- **DOCUMENT PASSAGE**
━━━

This sounds hard but do-able.  Anyone want to write it, preferably as
a subroutine so it can be embedded in news senders and readers?

	Mark

henry@utzoo.UUCP (Henry Spencer) (06/05/86)

> There are a few problems.  The toughest one is that every article that
> passes through here has to get "phri!" prepended to its path line.  No way
> to do that without going through the uncompress/compress cycle (at least,
> not that I can see).  Pity.

With serious revisions of the organization of transmission, it could be
done.  If batches are unbatched only for local availability, then the
Path line could be attached to the batch rather than the individual
articles.  Obvious problems with this are cases where one wants selective
relaying, either because some site is not getting all the groups or
because a site is part of a loop in the net and wants to pass on only the
things it hasn't already seen.  [We have both problems.]
-- 
Usenet(n): AT&T scheme to earn
revenue from otherwise-unused	Henry Spencer @ U of Toronto Zoology
late-night phone capacity.	{allegra,ihnp4,decvax,pyramid}!utzoo!henry

mouse@mcgill-vision.UUCP (der Mouse) (06/06/86)

In article <2369@phri.UUCP>, roy@phri.UUCP (Roy Smith) writes:
> In article <8200002@nucsrl> gore@nucsrl.UUCP writes:
>> [...] a site that passes news articles to other sites could just pass
>> on the compressed form [...]
> [...] The toughest [problem] is [that of appending the hostname to
> the Path: line].  No way to do that [still compressed].  Pity.

So compress just the invariant text, big deal.

[ First it was line eater lines.
  Now it's inews pacifier lines.
  What will it be tomorrow? ]
-- 
					der Mouse

USA: {ihnp4,decvax,akgua,utzoo,etc}!utcsri!mcgill-vision!mouse
     philabs!micomvax!musocs!mcgill-vision!mouse
Europe: mcvax!decvax!utcsri!mcgill-vision!mouse
        mcvax!seismo!cmcl2!philabs!micomvax!musocs!mcgill-vision!mouse
ARPAnet: utcsri!mcgill-vision!mouse@uw-beaver.arpa

"Come with me a few minutes, mortal, and we shall talk."

phil@portal.UUcp (Phil Sih) (06/06/86)

In article <2369@phri.UUCP>, roy@phri.UUCP (Roy Smith) writes:
> 	Funny, I was just talking with someone this afternoon about this.

━━━

- **PROVIDED MATERIAL**
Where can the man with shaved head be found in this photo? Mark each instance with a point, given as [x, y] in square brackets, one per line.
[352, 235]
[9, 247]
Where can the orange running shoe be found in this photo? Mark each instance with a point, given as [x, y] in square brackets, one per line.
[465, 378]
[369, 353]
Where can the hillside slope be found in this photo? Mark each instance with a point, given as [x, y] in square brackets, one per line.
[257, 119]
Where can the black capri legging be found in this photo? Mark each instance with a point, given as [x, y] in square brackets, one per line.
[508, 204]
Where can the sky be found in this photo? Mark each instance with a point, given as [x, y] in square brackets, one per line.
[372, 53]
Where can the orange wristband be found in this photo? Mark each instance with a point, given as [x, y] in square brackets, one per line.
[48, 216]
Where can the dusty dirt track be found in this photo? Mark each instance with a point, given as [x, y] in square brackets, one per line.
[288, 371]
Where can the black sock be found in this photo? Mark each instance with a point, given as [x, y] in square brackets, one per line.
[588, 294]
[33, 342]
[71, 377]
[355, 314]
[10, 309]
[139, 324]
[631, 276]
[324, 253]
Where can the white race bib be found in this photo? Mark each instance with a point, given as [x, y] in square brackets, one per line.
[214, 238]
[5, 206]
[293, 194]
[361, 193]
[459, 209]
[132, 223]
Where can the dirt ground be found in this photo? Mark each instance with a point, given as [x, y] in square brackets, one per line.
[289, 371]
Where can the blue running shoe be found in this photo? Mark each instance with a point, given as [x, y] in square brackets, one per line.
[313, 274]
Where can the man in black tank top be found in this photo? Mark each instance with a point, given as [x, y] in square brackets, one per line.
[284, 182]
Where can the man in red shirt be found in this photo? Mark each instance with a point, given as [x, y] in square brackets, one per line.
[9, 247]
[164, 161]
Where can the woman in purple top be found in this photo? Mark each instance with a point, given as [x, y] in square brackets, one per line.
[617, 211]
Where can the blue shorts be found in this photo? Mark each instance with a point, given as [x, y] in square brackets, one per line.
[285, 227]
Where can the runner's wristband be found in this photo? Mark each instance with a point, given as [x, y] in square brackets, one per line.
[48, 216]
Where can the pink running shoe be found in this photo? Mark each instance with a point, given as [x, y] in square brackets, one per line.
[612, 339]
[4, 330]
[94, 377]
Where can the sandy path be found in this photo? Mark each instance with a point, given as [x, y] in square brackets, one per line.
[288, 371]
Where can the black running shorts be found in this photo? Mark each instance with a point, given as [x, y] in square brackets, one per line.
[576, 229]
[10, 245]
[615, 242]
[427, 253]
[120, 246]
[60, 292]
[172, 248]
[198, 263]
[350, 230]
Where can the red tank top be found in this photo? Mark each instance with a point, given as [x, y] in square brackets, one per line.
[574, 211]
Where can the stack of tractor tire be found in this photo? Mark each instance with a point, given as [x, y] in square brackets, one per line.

━━━

- **INSTRUCTION 1**
Copy verbatim the stretch of the Usenet thread from "What will it" through "(Phil Sih) (06/06/86)".
- **INSTRUCTION 2**
In Henry Spencer's reply in the Usenet thread, what could the Path line be attached to instead of the individual articles?

- **EXERCISE RESPONSE 1**
What will it be tomorrow? ]
-- 
					der Mouse

USA: {ihnp4,decvax,akgua,utzoo,etc}!utcsri!mcgill-vision!mouse
     philabs!micomvax!musocs!mcgill-vision!mouse
Europe: mcvax!decvax!utcsri!mcgill-vision!mouse
        mcvax!seismo!cmcl2!philabs!micomvax!musocs!mcgill-vision!mouse
ARPAnet: utcsri!mcgill-vision!mouse@uw-beaver.arpa

"Come with me a few minutes, mortal, and we shall talk."

phil@portal.UUcp (Phil Sih) (06/06/86)

- **EXERCISE RESPONSE 2**
The batch.